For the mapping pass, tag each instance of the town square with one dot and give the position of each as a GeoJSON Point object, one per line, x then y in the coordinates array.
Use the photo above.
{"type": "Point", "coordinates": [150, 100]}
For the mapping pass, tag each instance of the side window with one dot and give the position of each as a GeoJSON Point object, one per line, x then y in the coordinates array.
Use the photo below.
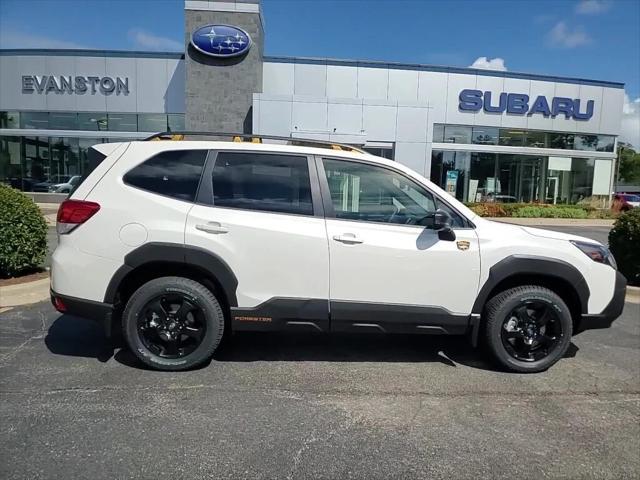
{"type": "Point", "coordinates": [376, 194]}
{"type": "Point", "coordinates": [258, 181]}
{"type": "Point", "coordinates": [174, 173]}
{"type": "Point", "coordinates": [457, 221]}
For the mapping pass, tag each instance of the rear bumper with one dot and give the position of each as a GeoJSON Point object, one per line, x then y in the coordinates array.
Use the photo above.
{"type": "Point", "coordinates": [101, 313]}
{"type": "Point", "coordinates": [611, 311]}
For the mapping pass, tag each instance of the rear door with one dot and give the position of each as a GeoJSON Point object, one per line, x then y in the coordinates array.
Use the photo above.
{"type": "Point", "coordinates": [261, 213]}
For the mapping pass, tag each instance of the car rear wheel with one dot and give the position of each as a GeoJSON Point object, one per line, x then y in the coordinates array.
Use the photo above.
{"type": "Point", "coordinates": [528, 328]}
{"type": "Point", "coordinates": [173, 323]}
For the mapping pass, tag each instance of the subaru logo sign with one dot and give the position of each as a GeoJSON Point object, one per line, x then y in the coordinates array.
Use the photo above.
{"type": "Point", "coordinates": [522, 104]}
{"type": "Point", "coordinates": [221, 41]}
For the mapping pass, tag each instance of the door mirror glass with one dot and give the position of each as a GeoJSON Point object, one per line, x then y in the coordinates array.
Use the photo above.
{"type": "Point", "coordinates": [442, 220]}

################

### PROMPT
Your copy should hold each line above exactly and no pictures at all.

### EXPECTED ANSWER
For the mapping pass, tag each instance of the town square with one dot and give the position of each as a GeoJSON Point object, one per line, x then y in the coordinates array.
Use the photo above.
{"type": "Point", "coordinates": [150, 100]}
For the mapping pass, tag each instance of the side window with one dot and give the position of each as a GeoJSON Point object, one per line, x then y in the coordinates array.
Use the photo below.
{"type": "Point", "coordinates": [376, 194]}
{"type": "Point", "coordinates": [258, 181]}
{"type": "Point", "coordinates": [174, 173]}
{"type": "Point", "coordinates": [457, 221]}
For the mapping pass, tag each instance of the rear bumper with one dot and give the position of each as a GeoJSON Point object, one per line, x then y in the coordinates array.
Use the photo above.
{"type": "Point", "coordinates": [101, 313]}
{"type": "Point", "coordinates": [611, 311]}
For the mapping pass, tag each instance of the rear door with one dot and give the position of each as a GeoJSON Point object, one per line, x then y in the coordinates array.
Use the photo above.
{"type": "Point", "coordinates": [261, 213]}
For the mapping pass, tag each instance of the car rear wheel with one dot and give the position of each as a GeoJSON Point object, one per line, x then y in the coordinates array.
Use the photo above.
{"type": "Point", "coordinates": [528, 328]}
{"type": "Point", "coordinates": [173, 323]}
For the mapping pass, tag each instance of the subaru logo sign with one dot and give the position of each as a GeoJSON Point object, one per line, x then y in the coordinates array.
Use the photo above.
{"type": "Point", "coordinates": [522, 104]}
{"type": "Point", "coordinates": [221, 41]}
For the mapping pass, tag each instance of the door mirror glass with one dot and give the position of each as a GeoJSON Point object, one per line, x then y in the coordinates array.
Use the photo above.
{"type": "Point", "coordinates": [442, 220]}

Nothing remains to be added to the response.